[SOURCE TEXT]

Industrial revolution together with advances in science and engineering has been providing the civilization with improved living standings and extended lifespan. It is now possible to defy the weather using heat pumps and to fight deadly bacterial/viral infection thanks to the advances in medicines. Meanwhile, Globalization and urbanization leads to the maldistribution of population and localized environmental issues such as urban heat island and severe water and soil pollution in metropolitan areas. As the living standard improves, so is the demand for the energy and electricity. However, the majority of the energy and electricity production is still by thermodynamic cycles such as power cycles and heat pump cycles. These thermodynamic cycles mostly reject heat to the ambient treating it a surrounding. Such a heat rejection is a mandatory for a cycle by the 2nd Law of Thermodynamics. Heat rejection and emission by the global-scale cause the ambient temperature rise while the global warming is one such example. On the other hand, the production of the commodities such as the cooling/heating energy and the potable will always be essential to the human species. Thus, it is important to develop thermodynamic systems that exploit the rejected energy from the upstream systems while generating essential commodities. Our research focuses on the low temperature heat-driven systems. The key areas are (1) adsorption and (2) polygeneration and (3) HVAC&R.

[Natural-language object grounding data]
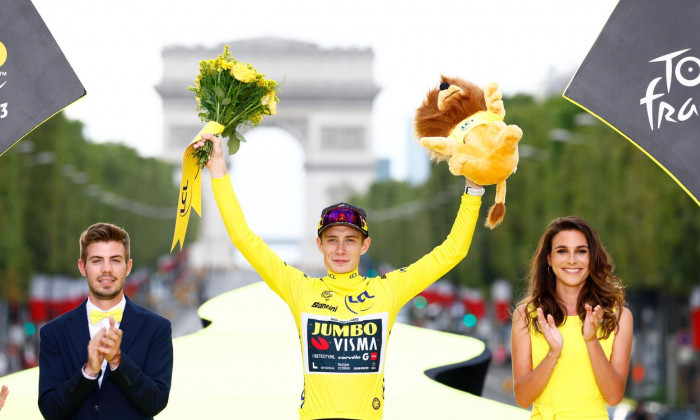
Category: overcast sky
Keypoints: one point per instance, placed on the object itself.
(115, 49)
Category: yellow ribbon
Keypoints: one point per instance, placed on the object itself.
(97, 316)
(190, 197)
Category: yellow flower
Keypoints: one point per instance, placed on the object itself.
(225, 65)
(270, 101)
(243, 72)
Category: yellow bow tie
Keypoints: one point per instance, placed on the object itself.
(97, 316)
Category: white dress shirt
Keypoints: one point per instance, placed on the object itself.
(95, 328)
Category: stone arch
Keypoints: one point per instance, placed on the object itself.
(326, 99)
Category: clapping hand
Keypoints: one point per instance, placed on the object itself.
(594, 317)
(551, 333)
(3, 395)
(110, 345)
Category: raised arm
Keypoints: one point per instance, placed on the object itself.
(445, 256)
(276, 273)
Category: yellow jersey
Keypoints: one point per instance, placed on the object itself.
(344, 320)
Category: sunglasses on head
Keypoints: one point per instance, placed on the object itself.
(343, 216)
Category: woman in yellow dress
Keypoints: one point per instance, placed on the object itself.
(572, 334)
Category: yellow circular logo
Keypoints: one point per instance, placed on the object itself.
(3, 54)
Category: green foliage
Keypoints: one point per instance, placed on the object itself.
(55, 184)
(570, 164)
(233, 94)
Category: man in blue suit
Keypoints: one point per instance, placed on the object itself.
(108, 358)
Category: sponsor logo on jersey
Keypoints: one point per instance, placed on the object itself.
(319, 305)
(359, 303)
(344, 346)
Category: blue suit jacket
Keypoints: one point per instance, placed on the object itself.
(137, 389)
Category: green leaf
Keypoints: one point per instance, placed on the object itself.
(233, 145)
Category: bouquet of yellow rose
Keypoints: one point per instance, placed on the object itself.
(232, 94)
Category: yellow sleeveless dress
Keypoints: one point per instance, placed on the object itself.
(571, 392)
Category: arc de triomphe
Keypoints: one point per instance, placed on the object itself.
(325, 104)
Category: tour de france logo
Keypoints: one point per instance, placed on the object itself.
(3, 53)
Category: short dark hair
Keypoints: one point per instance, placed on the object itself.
(344, 214)
(104, 232)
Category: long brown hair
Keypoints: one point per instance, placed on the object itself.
(602, 287)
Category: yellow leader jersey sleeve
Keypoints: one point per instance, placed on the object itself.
(344, 320)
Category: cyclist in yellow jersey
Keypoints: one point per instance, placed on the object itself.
(572, 334)
(343, 319)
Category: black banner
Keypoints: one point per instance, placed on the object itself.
(642, 77)
(36, 80)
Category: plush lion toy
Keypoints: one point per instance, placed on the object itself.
(463, 124)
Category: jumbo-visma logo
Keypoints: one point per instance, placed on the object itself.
(3, 54)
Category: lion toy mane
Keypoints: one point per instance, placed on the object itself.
(463, 124)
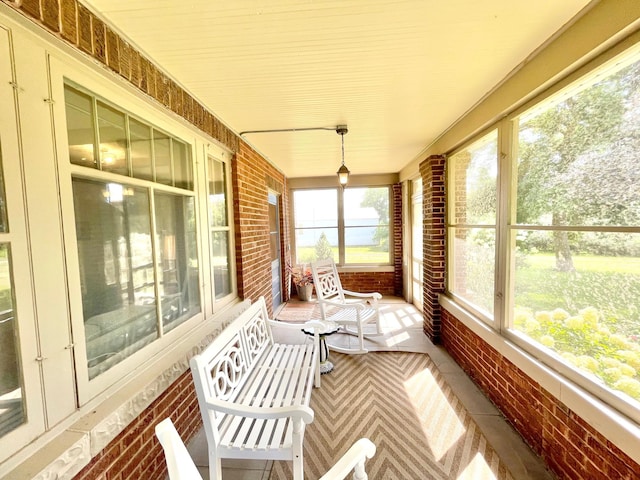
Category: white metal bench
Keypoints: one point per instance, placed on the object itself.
(254, 393)
(181, 467)
(353, 310)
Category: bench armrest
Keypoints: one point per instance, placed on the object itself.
(372, 295)
(301, 412)
(353, 305)
(314, 325)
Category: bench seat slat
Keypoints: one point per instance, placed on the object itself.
(261, 383)
(243, 370)
(284, 378)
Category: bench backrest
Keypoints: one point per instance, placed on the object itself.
(221, 369)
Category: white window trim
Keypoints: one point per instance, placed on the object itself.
(616, 419)
(340, 226)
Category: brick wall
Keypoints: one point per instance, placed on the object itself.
(253, 177)
(570, 447)
(136, 452)
(76, 25)
(432, 171)
(396, 219)
(382, 282)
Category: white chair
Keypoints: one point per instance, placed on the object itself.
(179, 463)
(181, 466)
(353, 310)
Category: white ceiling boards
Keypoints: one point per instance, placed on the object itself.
(397, 73)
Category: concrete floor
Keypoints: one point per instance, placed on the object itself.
(402, 324)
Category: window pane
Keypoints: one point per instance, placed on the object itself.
(315, 208)
(178, 283)
(217, 194)
(182, 162)
(473, 266)
(113, 140)
(80, 128)
(140, 135)
(12, 411)
(366, 218)
(316, 244)
(366, 244)
(579, 155)
(116, 270)
(589, 314)
(472, 176)
(220, 260)
(316, 224)
(4, 223)
(162, 157)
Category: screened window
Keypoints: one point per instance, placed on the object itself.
(12, 407)
(103, 137)
(136, 241)
(576, 232)
(220, 230)
(351, 225)
(472, 174)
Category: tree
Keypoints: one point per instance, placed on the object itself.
(323, 248)
(556, 145)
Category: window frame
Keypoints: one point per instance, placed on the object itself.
(452, 225)
(88, 390)
(27, 344)
(216, 154)
(340, 261)
(576, 382)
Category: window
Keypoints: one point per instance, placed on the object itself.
(417, 253)
(136, 240)
(12, 405)
(105, 138)
(351, 225)
(219, 229)
(472, 176)
(575, 233)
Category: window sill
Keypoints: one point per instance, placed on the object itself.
(617, 428)
(66, 450)
(365, 268)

[BRIEF A]
What three key areas does the research overview list for its work?
[BRIEF B]
Continue the research overview on low temperature heat-driven systems, starting right after its final sentence.

[FINAL ANSWER A]
Adsorption, polygeneration, and HVAC&R.

[FINAL ANSWER B]
 

1. Adsorption We work on adsorption science; mainly adsorption thermodynamics such as the energetic, enthalpy and entropy of adsorbent + adsorbate systems; adsorption isotherms and kinetics. In application-wise, adsorption phenomenon is employed in pumping heat (cooling and heating), dehumidifying the outdoor air and turning sea or brackish water (adsorption desalination) to potable water.

 

2. Hybrid-desalination systems We have developed several hybrid desalination systems for improved performance. Examples are multi-effect adsorption desalination (MEAD) cycle, hybrid membrane distillation and adsorption desalination systems, and we work on the humidification-dehumidification desalination.

 

3. Polygeneration Polygeneration by cascading systems such as steam generation, absorption, adsorption offers high energy utilization factor (EUF). We employ entropy minimization technique to achieve an optimized system both in terms of efficiency and economic aspects.

 

4. Performance evaluation of low GWP refrigerants We are in the midst of refrigerant shortage. Next generation refrigerants need to have low GWP, low flammability, toxicity with high performance. Due to the lack of perfect pure refrigerants, mixtures become a norm while the evaluation of the thermophysical properties becomes more challenging. We work on thermophysical property measurement, the equation of states and the cycle performance tests using low GWP refrigerant mixtures.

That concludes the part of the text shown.